*Exercise requirements*.
Return every line of the material below that contains the word "dark", copying each line in full. Matching is case-sensitive.

[Data items]
====
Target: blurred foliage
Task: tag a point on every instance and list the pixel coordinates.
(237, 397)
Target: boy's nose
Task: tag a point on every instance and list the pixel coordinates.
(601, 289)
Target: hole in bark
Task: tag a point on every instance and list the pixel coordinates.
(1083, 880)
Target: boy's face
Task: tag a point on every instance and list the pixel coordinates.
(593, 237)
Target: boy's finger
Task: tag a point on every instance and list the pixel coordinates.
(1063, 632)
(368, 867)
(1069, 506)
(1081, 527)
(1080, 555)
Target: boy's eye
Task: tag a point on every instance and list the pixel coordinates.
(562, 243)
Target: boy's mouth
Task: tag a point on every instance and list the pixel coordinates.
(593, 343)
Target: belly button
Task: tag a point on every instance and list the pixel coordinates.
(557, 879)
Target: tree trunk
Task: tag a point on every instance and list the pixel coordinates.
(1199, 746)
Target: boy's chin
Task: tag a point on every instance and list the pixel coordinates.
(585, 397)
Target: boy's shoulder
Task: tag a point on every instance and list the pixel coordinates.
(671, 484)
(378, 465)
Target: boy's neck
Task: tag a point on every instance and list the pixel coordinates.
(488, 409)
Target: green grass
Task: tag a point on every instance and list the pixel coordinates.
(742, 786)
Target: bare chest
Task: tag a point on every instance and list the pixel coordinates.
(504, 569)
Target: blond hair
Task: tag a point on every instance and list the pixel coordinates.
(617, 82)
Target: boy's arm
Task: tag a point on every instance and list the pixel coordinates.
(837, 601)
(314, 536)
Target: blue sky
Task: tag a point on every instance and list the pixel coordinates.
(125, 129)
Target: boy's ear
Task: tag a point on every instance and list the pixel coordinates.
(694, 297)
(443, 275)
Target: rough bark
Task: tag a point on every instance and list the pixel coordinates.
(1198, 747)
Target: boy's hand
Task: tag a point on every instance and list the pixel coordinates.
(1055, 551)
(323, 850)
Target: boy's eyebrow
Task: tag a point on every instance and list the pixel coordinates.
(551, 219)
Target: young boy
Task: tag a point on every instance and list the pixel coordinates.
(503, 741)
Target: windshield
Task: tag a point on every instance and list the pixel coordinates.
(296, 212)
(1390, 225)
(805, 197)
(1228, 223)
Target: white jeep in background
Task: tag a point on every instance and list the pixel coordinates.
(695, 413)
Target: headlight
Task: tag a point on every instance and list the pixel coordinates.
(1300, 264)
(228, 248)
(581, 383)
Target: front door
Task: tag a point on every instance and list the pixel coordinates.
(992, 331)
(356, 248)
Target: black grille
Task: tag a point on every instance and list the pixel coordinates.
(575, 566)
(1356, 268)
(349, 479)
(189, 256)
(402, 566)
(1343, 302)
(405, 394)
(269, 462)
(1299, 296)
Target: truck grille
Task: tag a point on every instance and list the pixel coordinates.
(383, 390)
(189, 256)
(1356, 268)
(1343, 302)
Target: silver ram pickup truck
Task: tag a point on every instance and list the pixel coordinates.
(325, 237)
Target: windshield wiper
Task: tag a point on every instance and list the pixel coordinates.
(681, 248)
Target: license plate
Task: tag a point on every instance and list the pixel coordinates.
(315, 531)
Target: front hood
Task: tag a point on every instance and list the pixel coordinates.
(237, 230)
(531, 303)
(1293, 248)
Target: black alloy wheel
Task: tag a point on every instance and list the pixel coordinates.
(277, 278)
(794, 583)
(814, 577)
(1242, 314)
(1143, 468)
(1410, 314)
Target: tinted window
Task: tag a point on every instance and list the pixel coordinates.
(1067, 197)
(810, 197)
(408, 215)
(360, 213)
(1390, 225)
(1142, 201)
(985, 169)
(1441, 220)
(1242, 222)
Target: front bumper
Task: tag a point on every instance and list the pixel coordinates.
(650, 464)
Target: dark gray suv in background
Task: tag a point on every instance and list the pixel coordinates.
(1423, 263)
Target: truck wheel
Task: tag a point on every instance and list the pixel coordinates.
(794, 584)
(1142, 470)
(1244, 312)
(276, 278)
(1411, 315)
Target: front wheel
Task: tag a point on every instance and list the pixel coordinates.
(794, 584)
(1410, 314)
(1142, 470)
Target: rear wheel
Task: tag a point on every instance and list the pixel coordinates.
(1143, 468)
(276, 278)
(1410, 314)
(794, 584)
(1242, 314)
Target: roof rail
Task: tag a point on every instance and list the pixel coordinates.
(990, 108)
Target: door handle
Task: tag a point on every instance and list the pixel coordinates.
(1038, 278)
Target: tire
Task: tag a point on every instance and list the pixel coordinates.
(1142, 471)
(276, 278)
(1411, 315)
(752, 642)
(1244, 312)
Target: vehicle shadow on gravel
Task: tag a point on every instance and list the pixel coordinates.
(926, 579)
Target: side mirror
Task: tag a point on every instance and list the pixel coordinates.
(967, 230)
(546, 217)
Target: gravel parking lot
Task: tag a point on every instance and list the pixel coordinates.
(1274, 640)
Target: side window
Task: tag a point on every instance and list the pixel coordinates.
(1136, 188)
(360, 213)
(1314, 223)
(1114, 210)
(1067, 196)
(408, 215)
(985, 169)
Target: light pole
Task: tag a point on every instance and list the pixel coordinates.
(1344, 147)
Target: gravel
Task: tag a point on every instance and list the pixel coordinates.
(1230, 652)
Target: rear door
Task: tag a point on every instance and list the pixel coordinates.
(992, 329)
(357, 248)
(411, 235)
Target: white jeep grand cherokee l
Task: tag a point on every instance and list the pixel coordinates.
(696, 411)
====
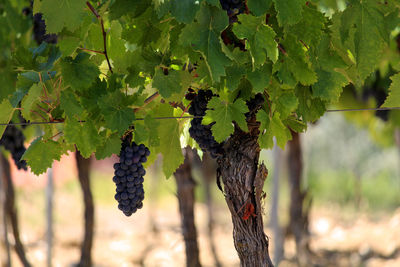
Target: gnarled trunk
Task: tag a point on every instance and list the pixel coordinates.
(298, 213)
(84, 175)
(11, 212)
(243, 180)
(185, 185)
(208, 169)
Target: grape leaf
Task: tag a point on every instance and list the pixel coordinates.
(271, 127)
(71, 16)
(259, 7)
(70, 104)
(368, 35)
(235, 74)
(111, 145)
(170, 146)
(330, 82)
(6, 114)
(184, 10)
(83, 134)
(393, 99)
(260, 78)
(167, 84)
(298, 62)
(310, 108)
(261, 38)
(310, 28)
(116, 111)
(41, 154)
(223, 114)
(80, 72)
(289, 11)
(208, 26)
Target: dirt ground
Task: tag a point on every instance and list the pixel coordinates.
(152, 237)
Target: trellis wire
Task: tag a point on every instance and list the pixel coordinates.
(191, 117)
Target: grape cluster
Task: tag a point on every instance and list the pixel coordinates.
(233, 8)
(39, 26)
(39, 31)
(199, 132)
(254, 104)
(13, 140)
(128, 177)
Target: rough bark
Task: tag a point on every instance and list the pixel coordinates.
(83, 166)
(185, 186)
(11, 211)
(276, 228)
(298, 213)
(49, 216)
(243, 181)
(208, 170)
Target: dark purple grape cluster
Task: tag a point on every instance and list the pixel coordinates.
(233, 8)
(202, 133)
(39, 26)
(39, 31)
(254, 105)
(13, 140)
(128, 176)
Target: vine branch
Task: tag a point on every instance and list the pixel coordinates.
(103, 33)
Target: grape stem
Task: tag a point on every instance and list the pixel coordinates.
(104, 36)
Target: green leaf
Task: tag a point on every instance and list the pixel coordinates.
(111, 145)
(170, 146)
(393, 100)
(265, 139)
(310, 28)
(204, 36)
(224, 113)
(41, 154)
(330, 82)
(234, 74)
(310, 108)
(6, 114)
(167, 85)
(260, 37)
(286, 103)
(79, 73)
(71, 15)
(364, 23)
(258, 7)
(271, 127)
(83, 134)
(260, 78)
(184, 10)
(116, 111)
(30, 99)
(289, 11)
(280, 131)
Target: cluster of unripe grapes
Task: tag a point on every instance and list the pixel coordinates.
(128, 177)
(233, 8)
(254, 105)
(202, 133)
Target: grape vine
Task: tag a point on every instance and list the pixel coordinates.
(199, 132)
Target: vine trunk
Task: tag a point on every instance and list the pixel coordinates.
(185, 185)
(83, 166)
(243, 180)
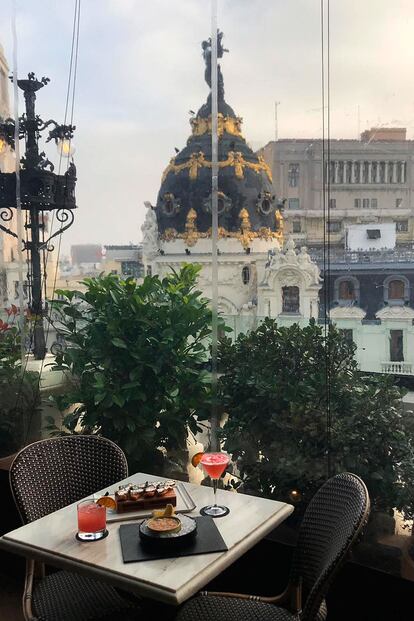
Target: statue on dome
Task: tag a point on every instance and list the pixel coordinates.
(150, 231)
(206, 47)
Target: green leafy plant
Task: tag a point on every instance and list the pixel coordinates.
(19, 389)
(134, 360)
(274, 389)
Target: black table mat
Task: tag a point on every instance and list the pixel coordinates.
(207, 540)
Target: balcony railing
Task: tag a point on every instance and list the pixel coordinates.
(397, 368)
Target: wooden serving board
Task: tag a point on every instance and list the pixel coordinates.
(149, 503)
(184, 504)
====
*Solution*.
Target: dark gray suv in background
Target: dark purple grape cluster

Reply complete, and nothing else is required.